# Task
Repeat the full listing, word for word.

•••••

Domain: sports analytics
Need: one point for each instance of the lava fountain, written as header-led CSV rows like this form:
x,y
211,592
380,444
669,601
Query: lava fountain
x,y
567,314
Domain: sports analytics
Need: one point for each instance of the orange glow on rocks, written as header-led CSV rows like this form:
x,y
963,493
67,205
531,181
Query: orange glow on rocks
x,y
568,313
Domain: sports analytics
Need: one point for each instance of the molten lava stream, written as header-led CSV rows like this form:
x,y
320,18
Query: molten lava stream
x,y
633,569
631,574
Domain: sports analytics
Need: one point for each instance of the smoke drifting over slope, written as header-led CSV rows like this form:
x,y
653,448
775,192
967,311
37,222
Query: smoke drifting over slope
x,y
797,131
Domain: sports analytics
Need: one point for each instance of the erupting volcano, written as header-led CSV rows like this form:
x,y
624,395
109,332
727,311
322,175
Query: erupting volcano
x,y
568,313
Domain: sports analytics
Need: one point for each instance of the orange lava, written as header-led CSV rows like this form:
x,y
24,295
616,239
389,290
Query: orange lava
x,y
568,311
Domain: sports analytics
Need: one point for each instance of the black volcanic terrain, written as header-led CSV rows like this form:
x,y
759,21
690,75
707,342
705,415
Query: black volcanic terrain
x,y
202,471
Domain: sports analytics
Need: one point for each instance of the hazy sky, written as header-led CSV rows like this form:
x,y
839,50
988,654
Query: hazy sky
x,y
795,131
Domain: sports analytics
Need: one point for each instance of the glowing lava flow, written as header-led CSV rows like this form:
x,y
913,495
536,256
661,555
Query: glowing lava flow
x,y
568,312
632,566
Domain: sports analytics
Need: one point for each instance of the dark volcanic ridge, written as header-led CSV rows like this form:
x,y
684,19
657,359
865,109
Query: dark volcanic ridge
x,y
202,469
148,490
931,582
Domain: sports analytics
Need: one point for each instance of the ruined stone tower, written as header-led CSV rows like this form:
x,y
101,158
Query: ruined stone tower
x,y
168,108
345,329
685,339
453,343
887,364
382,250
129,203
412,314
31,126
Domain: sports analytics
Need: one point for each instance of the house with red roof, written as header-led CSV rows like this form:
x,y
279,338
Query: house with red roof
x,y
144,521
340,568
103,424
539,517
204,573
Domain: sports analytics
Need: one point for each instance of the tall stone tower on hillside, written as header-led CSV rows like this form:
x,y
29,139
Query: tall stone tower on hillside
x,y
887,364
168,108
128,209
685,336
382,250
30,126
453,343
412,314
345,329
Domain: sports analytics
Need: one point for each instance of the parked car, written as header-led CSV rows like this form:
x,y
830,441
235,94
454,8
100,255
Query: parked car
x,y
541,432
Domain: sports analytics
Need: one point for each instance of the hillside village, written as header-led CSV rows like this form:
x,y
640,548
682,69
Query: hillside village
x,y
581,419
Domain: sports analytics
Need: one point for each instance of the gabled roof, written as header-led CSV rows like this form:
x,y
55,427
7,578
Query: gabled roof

•••••

# Response for this exercise
Domain: sports analytics
Need: one point for each instance of the lava fountain, written as header-led CSV rows like this form:
x,y
211,592
380,444
669,601
Query: lava fountain
x,y
567,314
Domain: sports analytics
Need: one point for each instance of the orange glow on rocks, written as header-led CSV rows like this form:
x,y
963,493
67,205
531,181
Query: orange glow on rocks
x,y
568,313
Domain: sports analytics
Need: one point for each instance of the molten lava stream, written as header-led CSV rows like this form:
x,y
320,18
Query: molten lava stream
x,y
633,569
631,574
Domain: sports analytics
Need: one point for each instance of the smoke drifting over slope, written as header-led CSV rows like this form:
x,y
653,448
775,192
967,311
37,222
Query: smoke drifting over slope
x,y
797,131
Domain: sports analytics
Need: one point for each instance of the erupting volcano, written as header-led CSV rows like this form:
x,y
624,395
109,332
727,311
322,175
Query: erupting volcano
x,y
568,313
Domain: sports analytics
Need: one point for each instance of the orange lava, written as header-led CSV rows like this form:
x,y
24,295
616,239
389,290
Query: orange lava
x,y
568,311
Domain: sports analytics
Need: one point for each instance of the black volcanic terrain, written as header-led CSV rows like this form:
x,y
759,21
690,75
707,342
705,415
Query: black volcanic terrain
x,y
202,471
Domain: sports analytics
Need: one point for each instance of the hazy sky, written as header-led CSV rows like this form:
x,y
839,50
988,654
Query: hazy sky
x,y
795,131
Domain: sports analytics
Need: one point for each instance of the glowing lava flow, written as header-led CSV rows like this form:
x,y
913,495
536,256
661,555
Query: glowing lava flow
x,y
568,312
632,566
Domain: sports analytics
Need: one point for each instance of the dark volcanic ridge, written as header-led CSV rows like this form:
x,y
684,19
657,359
865,109
Query: dark volcanic ridge
x,y
202,469
148,490
931,582
Domain: sports analytics
Need: one point for each instance of the ruined stone tower, written as header-led CSV rows like this form:
x,y
101,158
Query: ruined stone tower
x,y
168,108
345,329
685,339
453,343
887,364
382,250
129,203
412,314
31,126
Domain: sports analytics
Need: one point for each instance of the house with red roof, written as header-led CSV rows like this form:
x,y
279,338
Query: house with red roof
x,y
144,521
340,568
103,424
539,517
204,573
Domain: sports analytics
Need: one point for each instance of the tall stone tower on hillside, written as header-led CSV rows like this form:
x,y
29,139
Query: tall stone tower on hillside
x,y
887,364
168,108
128,209
685,336
382,250
30,126
453,343
412,314
345,329
Domain: sports analytics
Need: one point for each instance of the parked car, written as header-led CSV rows like this form:
x,y
830,441
235,94
454,8
100,255
Query: parked car
x,y
541,432
Domain: sports analytics
Need: one point for each instance of the hillside village, written as header-led CSV rows like this form:
x,y
640,548
682,69
Query: hillside village
x,y
581,419
Domain: sports analytics
Need: one point for each instance of the gabled roof, written as header-led CSV rows like this form:
x,y
55,427
7,578
Query: gabled roof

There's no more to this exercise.